**Exercise aim**
Rewrite the records from their start to the line with "(1098, 369)", both included, as a two-column CSV with the columns "label" and "points". Give one row for each record, with its text and its answer each in a single quoted field, line breaks turned into spaces, and the pictures left out.

**Supplied data**
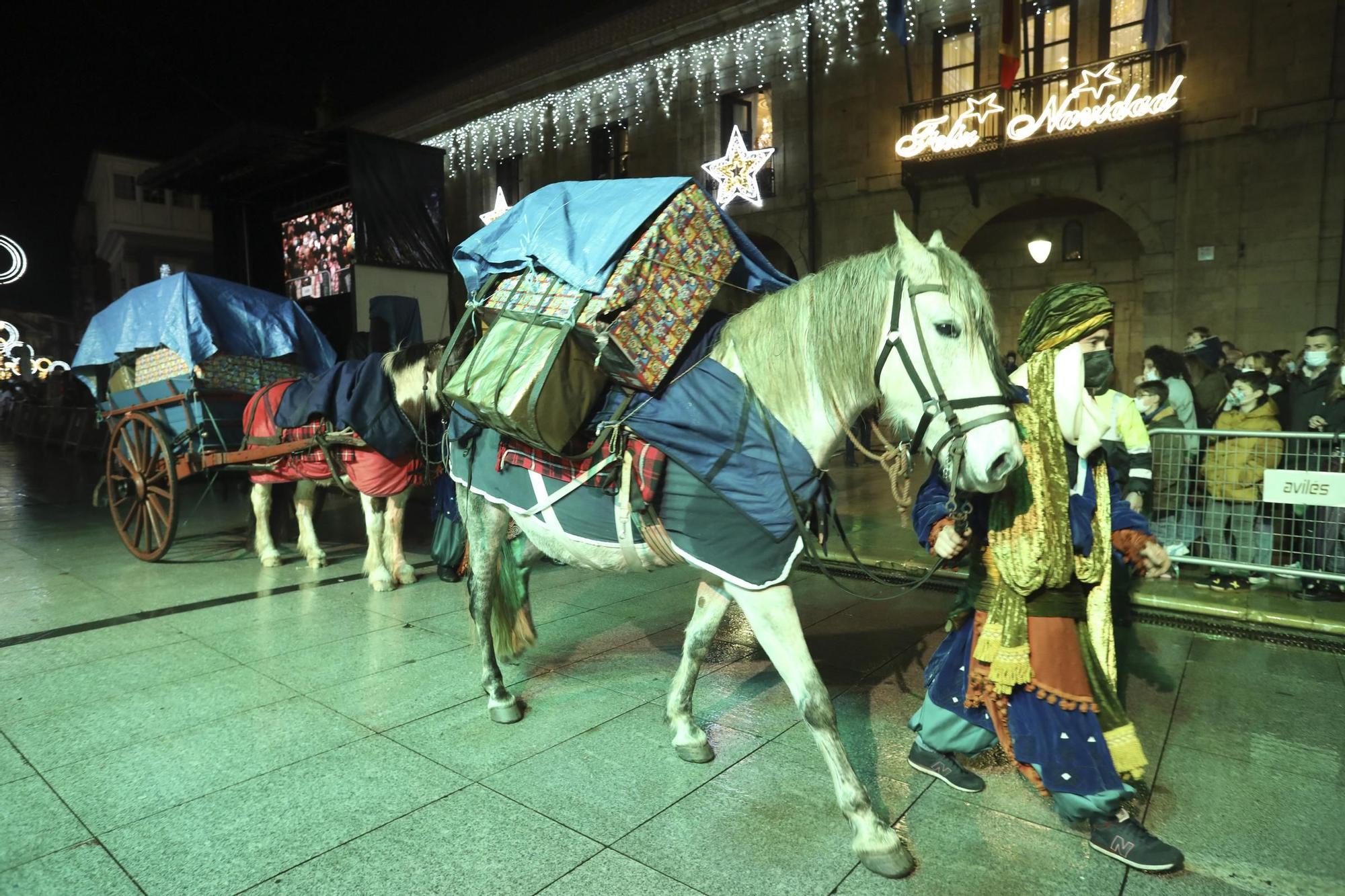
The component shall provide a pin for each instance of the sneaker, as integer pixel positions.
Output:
(1316, 591)
(1128, 841)
(946, 768)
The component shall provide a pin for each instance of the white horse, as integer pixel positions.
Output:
(816, 354)
(385, 560)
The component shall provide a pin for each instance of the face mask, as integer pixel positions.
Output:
(1098, 369)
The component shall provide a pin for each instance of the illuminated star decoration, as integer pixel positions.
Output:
(983, 108)
(501, 208)
(736, 171)
(18, 260)
(1104, 77)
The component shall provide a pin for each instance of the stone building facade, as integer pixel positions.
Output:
(1225, 212)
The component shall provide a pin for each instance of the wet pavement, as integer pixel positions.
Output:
(302, 733)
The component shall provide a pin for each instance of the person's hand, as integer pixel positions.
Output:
(950, 544)
(1157, 563)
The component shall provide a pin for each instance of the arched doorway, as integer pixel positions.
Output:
(1087, 243)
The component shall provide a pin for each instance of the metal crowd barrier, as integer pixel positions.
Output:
(1252, 503)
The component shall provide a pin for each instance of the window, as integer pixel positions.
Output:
(1048, 37)
(1073, 241)
(751, 112)
(1124, 28)
(610, 150)
(124, 188)
(956, 60)
(508, 178)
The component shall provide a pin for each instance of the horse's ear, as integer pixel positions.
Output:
(907, 241)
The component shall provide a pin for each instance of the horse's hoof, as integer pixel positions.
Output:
(896, 862)
(506, 715)
(695, 752)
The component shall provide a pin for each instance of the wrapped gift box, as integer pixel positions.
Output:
(653, 302)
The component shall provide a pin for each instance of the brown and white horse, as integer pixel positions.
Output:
(384, 485)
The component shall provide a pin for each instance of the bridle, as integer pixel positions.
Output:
(937, 403)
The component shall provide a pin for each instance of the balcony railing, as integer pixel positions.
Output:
(984, 126)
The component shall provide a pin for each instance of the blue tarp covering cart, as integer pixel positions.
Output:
(173, 365)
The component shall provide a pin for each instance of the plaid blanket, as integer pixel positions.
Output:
(648, 466)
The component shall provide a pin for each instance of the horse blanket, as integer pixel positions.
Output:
(354, 395)
(722, 497)
(369, 471)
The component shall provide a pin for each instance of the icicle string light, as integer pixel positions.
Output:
(731, 61)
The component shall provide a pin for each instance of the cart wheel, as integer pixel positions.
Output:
(142, 486)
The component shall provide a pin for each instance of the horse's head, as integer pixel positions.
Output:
(938, 365)
(415, 372)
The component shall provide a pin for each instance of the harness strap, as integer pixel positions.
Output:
(625, 530)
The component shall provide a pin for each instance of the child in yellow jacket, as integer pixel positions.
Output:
(1235, 469)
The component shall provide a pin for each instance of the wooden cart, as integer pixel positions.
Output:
(163, 432)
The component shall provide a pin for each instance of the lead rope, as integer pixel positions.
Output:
(895, 462)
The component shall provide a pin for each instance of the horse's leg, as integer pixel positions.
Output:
(777, 626)
(393, 525)
(488, 526)
(262, 540)
(688, 737)
(306, 498)
(375, 568)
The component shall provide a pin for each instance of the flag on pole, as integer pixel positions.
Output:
(1159, 24)
(1011, 42)
(898, 24)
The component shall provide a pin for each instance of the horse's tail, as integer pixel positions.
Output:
(512, 623)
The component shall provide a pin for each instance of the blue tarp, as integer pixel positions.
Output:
(579, 231)
(197, 317)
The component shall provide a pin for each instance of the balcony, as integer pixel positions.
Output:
(1102, 96)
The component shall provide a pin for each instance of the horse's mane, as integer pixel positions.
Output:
(827, 325)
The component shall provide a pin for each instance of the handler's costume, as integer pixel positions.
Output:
(1032, 665)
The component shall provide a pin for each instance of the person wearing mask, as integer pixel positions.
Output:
(1030, 661)
(1210, 386)
(1235, 471)
(1167, 366)
(1126, 439)
(1317, 405)
(1266, 364)
(1309, 386)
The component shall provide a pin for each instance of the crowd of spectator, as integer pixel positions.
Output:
(1206, 493)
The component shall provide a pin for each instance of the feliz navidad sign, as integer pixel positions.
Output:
(1091, 104)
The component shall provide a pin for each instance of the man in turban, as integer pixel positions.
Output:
(1031, 661)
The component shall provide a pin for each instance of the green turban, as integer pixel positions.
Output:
(1063, 315)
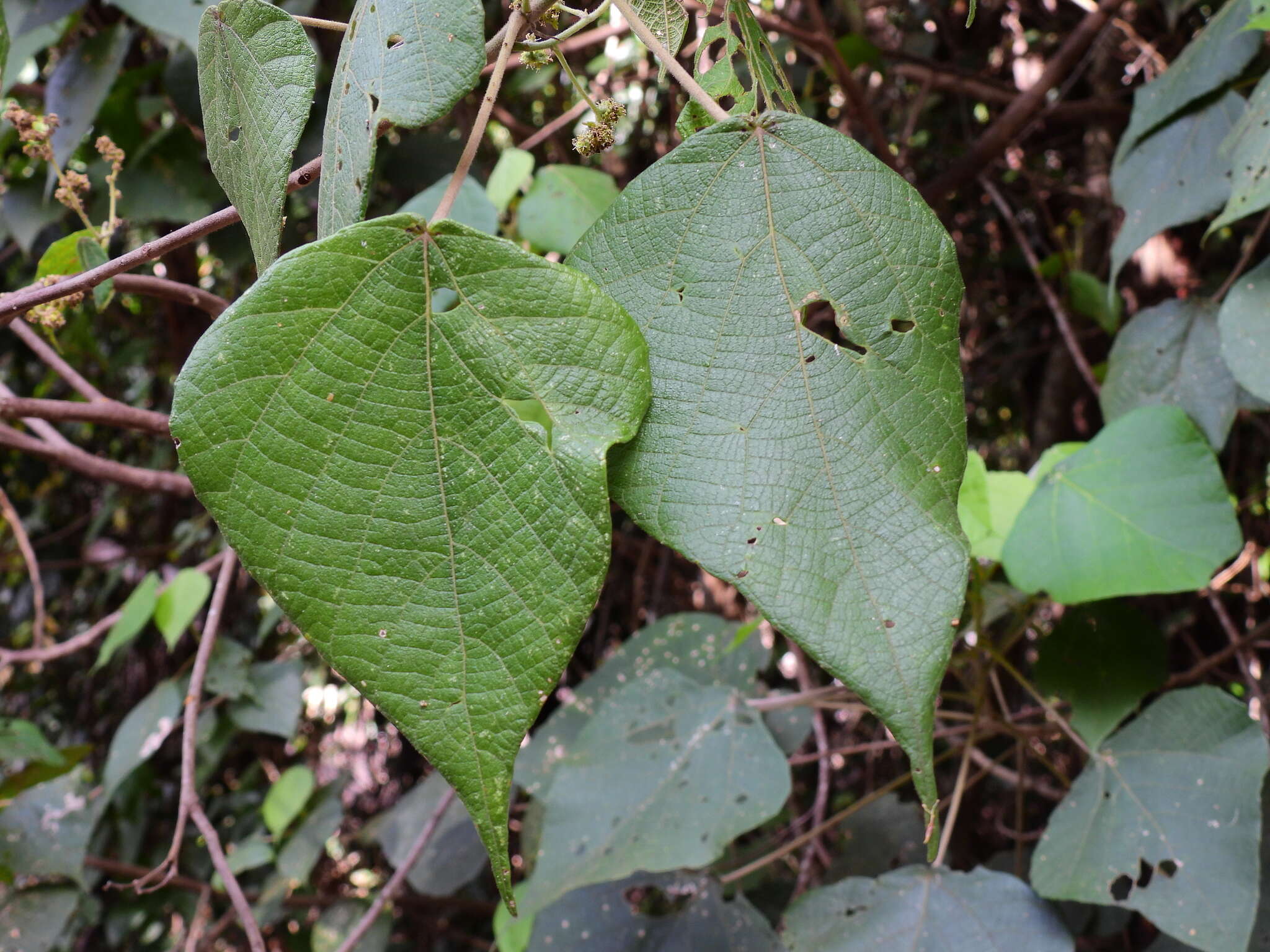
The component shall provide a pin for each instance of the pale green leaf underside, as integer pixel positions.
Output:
(402, 61)
(665, 776)
(1142, 509)
(1244, 324)
(368, 461)
(257, 71)
(923, 909)
(1171, 355)
(1179, 791)
(821, 483)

**Response to this task**
label,points
"The component shall provide a pin for each instance of the sneaker, as integer pixel positions. Output:","(1316, 591) (1128, 841) (946, 768)"
"The component shall provide a pin for each instance of the white horse, as integer pixel positions. Output:","(816, 354) (385, 560)"
"The component shall provide a pin for each instance of the face mask, as integer pixel positions. Output:","(1098, 369)"